Input records |
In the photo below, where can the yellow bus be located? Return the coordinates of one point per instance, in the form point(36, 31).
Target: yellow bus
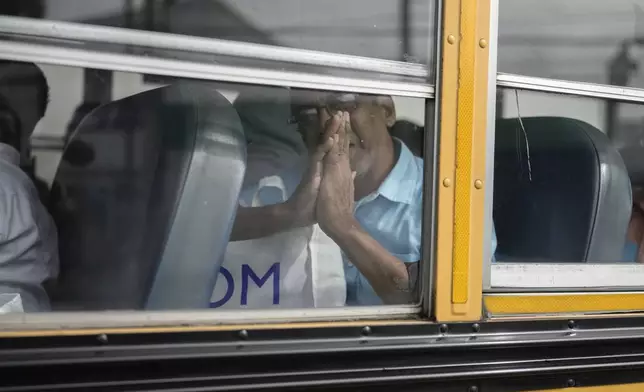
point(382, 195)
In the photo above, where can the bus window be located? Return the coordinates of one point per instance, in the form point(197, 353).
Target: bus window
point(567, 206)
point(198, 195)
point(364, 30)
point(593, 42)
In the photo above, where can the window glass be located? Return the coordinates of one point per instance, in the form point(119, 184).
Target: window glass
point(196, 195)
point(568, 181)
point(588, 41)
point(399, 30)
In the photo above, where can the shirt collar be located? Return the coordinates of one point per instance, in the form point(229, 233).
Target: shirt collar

--

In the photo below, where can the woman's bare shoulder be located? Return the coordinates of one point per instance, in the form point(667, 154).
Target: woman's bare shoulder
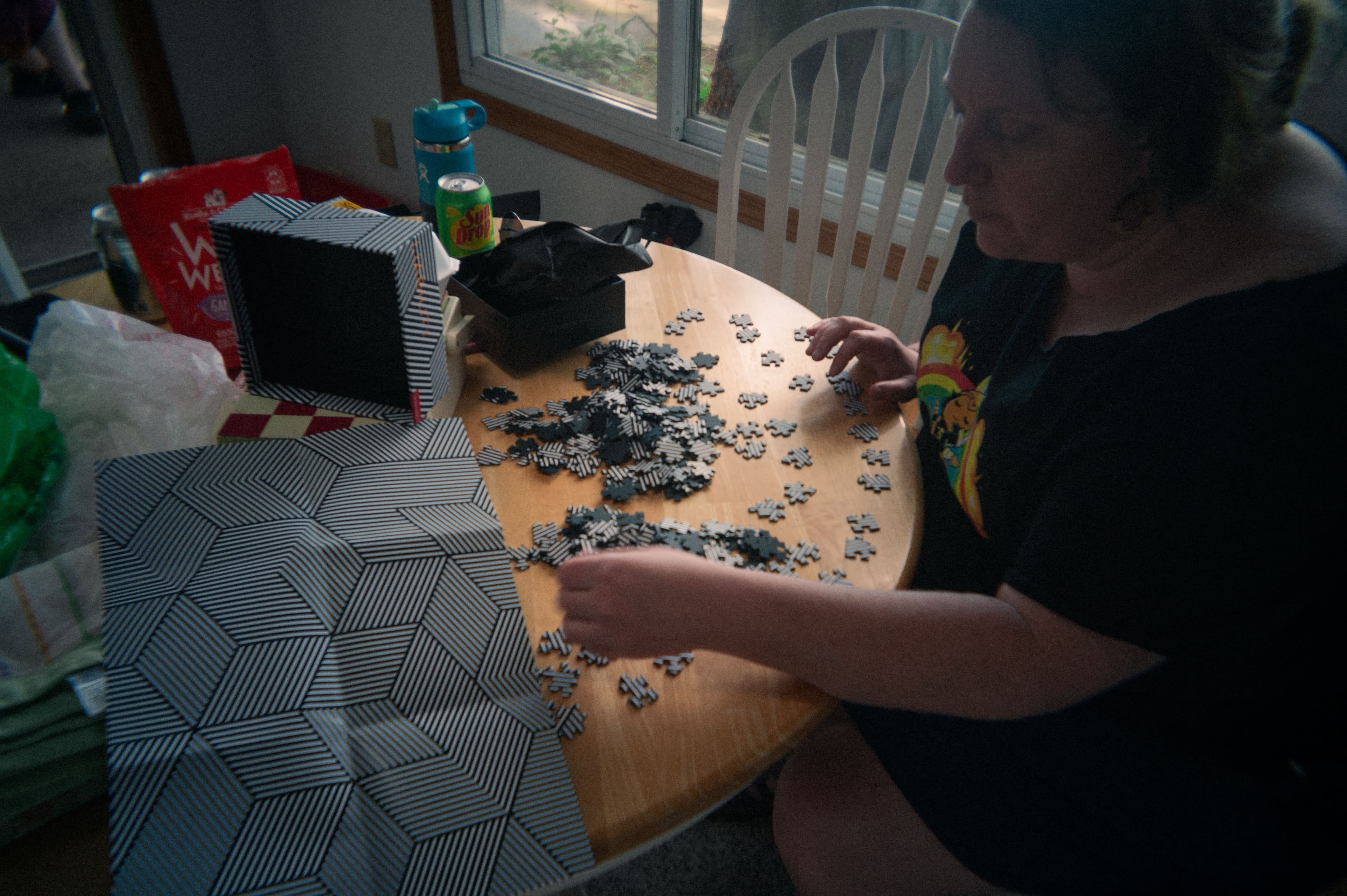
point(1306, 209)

* * *

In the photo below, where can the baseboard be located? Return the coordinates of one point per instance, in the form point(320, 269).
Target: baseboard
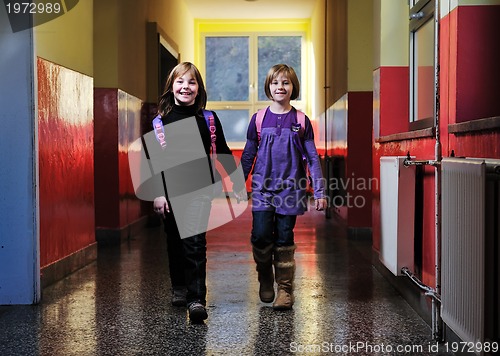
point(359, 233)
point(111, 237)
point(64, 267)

What is being asked | State how many lines in the listing above contain "where". Offer nothing besides that number.

Exercise result | 6